-- Opening Marker --

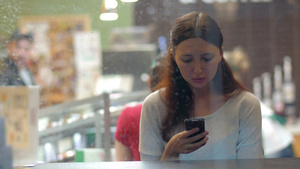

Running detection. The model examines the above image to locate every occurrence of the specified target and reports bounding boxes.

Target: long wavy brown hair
[154,11,247,142]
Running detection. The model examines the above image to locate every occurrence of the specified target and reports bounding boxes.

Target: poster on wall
[74,31,101,69]
[1,87,29,149]
[0,86,39,166]
[73,31,102,99]
[18,15,91,107]
[21,22,51,60]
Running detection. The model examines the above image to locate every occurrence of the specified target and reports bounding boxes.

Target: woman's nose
[193,62,203,75]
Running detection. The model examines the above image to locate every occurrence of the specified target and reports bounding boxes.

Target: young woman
[139,11,263,161]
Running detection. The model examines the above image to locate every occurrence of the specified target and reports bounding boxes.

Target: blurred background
[0,0,300,166]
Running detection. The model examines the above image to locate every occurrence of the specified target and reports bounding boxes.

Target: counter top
[28,158,300,169]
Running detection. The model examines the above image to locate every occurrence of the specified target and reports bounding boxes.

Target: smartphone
[184,118,205,143]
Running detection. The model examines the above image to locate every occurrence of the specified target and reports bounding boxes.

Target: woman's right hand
[160,128,209,161]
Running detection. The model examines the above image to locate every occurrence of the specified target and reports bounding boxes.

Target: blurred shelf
[38,90,150,160]
[39,117,95,138]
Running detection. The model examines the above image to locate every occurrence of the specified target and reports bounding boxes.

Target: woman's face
[173,38,222,90]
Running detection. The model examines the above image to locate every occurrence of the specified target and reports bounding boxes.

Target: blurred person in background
[114,55,165,161]
[0,29,35,86]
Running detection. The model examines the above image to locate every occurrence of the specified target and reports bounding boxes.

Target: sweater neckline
[195,91,241,120]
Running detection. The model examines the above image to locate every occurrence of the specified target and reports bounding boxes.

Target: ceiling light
[121,0,139,2]
[100,0,119,21]
[105,0,118,9]
[100,13,119,21]
[179,0,197,4]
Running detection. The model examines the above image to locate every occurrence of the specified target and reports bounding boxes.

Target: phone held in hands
[184,118,205,143]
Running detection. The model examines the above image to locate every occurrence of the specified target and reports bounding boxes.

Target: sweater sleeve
[139,91,165,161]
[236,92,264,159]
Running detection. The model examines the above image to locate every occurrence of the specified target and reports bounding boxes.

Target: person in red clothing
[115,103,143,161]
[114,56,164,161]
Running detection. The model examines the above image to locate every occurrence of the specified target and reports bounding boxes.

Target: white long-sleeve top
[139,89,263,161]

-- Closing Marker --

◆ What you are asked to do ◆
What is needed is a verbatim copy of the entries, leaving out any pictures.

◆ Task answer ◆
Running detection. The model examines the above image to locate every occurrence of the specified target and reports bounding boxes.

Target: long wavy brown hair
[154,11,247,142]
Running detection. The model examines the above image to locate every occurrence of the specified target and reports bounding boxes.

Target: poster on wall
[74,31,101,69]
[1,87,29,149]
[0,86,39,166]
[73,31,102,99]
[18,15,91,107]
[21,22,51,60]
Running detection. The model examines the above image to locate every occurrence of the specified target and reports bounding boxes.

Target: woman's nose
[193,62,203,75]
Running detection. The model examines the above image to locate every occurrence of the specified target and reports bounding boxes.

Target: young woman
[139,11,263,161]
Running detection. The model examines the above image to locate every occurrence of the specified target and reports bounding boxes.

Target: blurred background
[0,0,300,166]
Running detection. The model examines the above image to locate every occurrence of the specified target and reports bounding boxes.

Target: counter top
[28,158,300,169]
Running detection. The model examines the above image to locate every occurrence of the specified target and reports bounding boxes.

Target: smartphone
[184,118,205,143]
Running detection. The model examines the above image to locate every occurrence of the specified target and reports bounding boxes.

Target: woman's right hand
[160,128,209,161]
Running detection. The model examines the above image to locate every occurrence of the specified target and reports bounding boxes.

Target: blurred shelf
[38,90,150,160]
[39,117,95,138]
Running detection. The model examines the above image to locate every occurrence of the specified target and reports bounding boxes.

Target: woman's face
[173,38,222,90]
Running detection. The model examines the above image to locate every occurrence of the specified target and reports bounding boxes.

Target: blurred person in background
[114,55,165,161]
[0,29,35,86]
Running detection. The model examines the above image to locate every occurrence of the specified target and reports bounding boxes.

Target: sweater neckline
[195,91,241,120]
Running detection. The model examines the above image to locate every occurrence of the specified target and reports bounding boxes.

Target: ceiling light
[121,0,139,2]
[100,0,119,21]
[105,0,118,9]
[100,13,119,21]
[179,0,197,4]
Running detection. The model examines the above image to locate every occurrence of the specified target and reports bounding boxes.

Target: phone held in hands
[184,118,205,143]
Running detection. The model examines the above image to locate every occurrence of the specified target and reports bounding boxes.

Target: sweater sleeve
[139,91,165,161]
[236,92,264,159]
Running detection. The model examines the above image to locate every occurrence of the specified target and reports bounding boxes.

Target: person in red clothing
[115,103,143,161]
[114,56,164,161]
Running detection. The model examines the above image to locate every occurrence of the specified target and reports bounding boxes.

Target: white long-sleeve top
[139,89,263,161]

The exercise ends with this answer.